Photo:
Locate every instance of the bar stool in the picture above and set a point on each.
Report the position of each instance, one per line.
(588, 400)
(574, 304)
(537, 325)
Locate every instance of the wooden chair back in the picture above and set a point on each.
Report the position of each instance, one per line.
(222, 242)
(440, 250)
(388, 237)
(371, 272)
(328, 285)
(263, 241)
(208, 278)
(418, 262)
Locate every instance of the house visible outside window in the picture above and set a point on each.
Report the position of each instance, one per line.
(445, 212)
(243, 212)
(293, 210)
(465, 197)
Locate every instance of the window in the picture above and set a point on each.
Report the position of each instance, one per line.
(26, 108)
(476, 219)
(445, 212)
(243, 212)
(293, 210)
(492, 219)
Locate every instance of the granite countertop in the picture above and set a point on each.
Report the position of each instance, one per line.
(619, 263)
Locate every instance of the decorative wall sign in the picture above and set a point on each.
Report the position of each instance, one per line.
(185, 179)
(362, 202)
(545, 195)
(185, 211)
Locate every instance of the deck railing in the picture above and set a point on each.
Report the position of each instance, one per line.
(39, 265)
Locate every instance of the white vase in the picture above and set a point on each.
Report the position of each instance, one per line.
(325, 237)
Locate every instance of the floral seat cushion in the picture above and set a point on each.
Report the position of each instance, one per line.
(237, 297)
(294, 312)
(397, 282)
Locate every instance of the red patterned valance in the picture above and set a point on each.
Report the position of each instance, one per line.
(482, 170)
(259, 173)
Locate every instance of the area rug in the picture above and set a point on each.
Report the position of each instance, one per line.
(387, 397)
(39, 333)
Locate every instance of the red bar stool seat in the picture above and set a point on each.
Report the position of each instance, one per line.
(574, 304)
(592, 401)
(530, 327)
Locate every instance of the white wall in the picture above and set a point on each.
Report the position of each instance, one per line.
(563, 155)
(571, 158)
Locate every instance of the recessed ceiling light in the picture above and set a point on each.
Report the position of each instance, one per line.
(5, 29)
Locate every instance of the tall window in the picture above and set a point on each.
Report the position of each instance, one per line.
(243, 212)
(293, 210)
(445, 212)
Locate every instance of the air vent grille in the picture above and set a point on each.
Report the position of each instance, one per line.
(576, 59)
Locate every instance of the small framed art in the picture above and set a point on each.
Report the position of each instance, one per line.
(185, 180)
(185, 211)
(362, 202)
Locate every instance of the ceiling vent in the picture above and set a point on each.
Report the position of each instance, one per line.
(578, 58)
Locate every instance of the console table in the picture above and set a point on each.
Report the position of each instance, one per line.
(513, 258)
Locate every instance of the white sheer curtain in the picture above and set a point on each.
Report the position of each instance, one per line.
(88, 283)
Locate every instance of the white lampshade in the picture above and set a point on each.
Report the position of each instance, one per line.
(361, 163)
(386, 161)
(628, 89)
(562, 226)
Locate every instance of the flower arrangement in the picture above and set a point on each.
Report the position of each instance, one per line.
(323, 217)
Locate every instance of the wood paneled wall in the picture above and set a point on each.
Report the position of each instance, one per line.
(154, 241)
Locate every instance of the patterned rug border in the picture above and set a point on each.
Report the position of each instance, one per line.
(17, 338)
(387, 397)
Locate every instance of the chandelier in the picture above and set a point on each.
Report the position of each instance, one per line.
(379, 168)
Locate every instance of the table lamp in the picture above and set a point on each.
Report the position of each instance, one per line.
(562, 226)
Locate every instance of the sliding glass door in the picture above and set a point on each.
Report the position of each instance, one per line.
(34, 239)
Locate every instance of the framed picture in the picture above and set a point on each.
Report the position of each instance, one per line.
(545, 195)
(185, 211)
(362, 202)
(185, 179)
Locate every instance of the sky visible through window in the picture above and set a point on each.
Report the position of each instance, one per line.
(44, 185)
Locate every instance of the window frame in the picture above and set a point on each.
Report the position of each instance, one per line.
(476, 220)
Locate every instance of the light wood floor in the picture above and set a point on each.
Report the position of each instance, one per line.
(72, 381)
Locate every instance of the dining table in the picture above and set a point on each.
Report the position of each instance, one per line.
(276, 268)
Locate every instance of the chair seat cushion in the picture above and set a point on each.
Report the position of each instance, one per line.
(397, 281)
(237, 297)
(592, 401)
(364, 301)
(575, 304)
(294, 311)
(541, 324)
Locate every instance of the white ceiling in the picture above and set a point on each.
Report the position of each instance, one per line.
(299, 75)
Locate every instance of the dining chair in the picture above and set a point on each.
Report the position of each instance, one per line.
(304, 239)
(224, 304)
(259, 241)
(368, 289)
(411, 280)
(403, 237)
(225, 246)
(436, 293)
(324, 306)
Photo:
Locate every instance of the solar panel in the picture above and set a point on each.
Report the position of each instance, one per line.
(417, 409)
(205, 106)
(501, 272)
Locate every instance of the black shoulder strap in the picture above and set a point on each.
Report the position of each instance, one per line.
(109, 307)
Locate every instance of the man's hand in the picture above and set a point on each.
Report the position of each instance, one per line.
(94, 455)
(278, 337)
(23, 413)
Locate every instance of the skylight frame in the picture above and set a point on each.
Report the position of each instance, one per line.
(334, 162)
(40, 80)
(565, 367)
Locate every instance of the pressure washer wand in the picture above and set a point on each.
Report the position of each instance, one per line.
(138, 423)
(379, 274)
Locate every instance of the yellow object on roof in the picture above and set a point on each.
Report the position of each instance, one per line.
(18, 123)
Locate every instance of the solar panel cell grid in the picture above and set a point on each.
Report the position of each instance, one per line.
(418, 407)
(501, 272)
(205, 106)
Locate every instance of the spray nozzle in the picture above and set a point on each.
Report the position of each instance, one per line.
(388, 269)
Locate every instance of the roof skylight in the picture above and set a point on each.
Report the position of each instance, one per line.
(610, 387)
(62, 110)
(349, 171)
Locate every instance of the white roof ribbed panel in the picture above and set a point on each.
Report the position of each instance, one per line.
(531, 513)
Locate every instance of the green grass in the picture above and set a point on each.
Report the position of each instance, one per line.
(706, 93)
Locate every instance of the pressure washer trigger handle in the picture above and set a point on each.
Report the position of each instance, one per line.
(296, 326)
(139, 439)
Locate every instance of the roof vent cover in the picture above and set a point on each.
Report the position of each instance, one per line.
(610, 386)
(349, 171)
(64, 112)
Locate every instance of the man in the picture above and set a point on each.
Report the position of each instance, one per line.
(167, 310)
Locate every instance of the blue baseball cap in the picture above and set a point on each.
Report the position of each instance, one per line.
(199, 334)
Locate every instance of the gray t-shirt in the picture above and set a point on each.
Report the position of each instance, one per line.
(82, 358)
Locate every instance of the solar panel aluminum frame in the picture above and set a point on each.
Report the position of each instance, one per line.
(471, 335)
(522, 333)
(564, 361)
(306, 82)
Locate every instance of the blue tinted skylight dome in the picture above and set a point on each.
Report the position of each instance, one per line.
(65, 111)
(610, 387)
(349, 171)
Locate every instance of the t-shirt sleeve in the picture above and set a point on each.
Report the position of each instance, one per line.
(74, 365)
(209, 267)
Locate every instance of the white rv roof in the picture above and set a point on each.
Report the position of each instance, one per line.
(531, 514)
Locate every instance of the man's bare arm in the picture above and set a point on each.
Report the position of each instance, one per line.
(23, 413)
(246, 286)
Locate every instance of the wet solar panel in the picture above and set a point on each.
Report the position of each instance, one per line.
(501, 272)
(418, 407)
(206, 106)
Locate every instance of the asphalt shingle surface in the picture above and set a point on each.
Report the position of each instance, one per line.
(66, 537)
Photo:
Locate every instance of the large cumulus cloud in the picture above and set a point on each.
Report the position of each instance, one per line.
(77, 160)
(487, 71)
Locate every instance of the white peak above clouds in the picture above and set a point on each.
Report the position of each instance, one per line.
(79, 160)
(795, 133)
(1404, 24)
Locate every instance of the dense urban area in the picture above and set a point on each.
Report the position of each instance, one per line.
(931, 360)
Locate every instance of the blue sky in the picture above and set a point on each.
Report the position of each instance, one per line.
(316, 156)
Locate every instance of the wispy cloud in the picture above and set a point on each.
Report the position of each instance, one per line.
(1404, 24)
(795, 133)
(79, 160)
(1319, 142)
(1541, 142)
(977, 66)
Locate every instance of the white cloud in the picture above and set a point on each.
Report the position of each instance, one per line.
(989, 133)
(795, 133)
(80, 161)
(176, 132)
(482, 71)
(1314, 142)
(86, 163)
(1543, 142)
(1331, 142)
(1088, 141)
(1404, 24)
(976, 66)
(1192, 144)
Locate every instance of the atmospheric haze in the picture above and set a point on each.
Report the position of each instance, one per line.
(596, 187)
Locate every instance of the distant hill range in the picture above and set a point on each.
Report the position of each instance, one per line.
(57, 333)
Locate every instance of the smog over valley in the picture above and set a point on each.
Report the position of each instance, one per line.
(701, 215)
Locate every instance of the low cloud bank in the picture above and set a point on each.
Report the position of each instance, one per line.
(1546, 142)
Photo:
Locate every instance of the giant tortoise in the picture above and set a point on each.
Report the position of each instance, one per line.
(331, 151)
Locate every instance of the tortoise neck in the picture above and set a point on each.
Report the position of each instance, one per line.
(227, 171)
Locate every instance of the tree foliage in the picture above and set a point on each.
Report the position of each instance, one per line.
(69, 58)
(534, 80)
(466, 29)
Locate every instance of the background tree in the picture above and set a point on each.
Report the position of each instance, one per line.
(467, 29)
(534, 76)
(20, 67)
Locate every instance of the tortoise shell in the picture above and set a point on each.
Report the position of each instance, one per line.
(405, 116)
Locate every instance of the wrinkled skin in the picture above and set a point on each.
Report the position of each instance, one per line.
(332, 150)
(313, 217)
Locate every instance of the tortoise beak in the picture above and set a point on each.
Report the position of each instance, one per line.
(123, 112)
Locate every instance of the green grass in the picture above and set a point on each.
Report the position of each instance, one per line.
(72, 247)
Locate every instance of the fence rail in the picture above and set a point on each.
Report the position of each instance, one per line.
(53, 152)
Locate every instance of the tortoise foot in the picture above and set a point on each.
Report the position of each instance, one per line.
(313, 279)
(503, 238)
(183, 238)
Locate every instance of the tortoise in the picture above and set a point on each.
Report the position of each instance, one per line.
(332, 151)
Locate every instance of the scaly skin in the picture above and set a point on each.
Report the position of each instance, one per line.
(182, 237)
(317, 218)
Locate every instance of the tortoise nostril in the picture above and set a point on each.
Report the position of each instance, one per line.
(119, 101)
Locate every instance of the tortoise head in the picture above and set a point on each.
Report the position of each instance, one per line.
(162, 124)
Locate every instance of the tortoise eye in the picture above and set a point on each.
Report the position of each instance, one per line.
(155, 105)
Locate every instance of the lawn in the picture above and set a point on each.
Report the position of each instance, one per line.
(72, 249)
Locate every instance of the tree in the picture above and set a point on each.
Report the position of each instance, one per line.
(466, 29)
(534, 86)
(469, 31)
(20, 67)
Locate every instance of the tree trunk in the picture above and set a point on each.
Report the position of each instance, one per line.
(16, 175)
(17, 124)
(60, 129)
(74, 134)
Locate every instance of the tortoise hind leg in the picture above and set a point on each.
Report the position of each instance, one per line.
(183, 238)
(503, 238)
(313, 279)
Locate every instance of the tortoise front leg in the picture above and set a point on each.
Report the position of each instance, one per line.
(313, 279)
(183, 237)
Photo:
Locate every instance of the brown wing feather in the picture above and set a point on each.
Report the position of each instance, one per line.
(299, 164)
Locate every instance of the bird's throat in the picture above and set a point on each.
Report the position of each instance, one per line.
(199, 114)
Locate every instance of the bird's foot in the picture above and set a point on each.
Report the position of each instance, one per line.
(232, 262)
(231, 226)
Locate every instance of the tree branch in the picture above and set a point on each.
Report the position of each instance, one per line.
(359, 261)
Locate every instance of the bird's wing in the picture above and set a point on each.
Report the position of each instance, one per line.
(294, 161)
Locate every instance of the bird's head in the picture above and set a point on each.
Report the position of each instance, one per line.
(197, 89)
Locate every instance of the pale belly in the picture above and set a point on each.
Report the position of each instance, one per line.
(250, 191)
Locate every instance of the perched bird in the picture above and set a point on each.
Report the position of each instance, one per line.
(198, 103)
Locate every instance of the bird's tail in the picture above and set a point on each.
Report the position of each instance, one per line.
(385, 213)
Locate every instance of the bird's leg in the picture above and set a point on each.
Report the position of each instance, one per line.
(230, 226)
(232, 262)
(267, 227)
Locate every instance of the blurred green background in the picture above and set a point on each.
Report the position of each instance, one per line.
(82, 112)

◆ ◆ ◆ ◆

» **REQUIRED ACTION**
Among the entries above, find every line holding "table" and copy it.

» **SOLUTION FOR THIS PROBLEM**
Locate every instance of the console table in the picture above and set a point on each.
Locate every instance of the table lamp in the picture above and set a point on each.
Locate every instance of the dining table in the picture above and set a point on each.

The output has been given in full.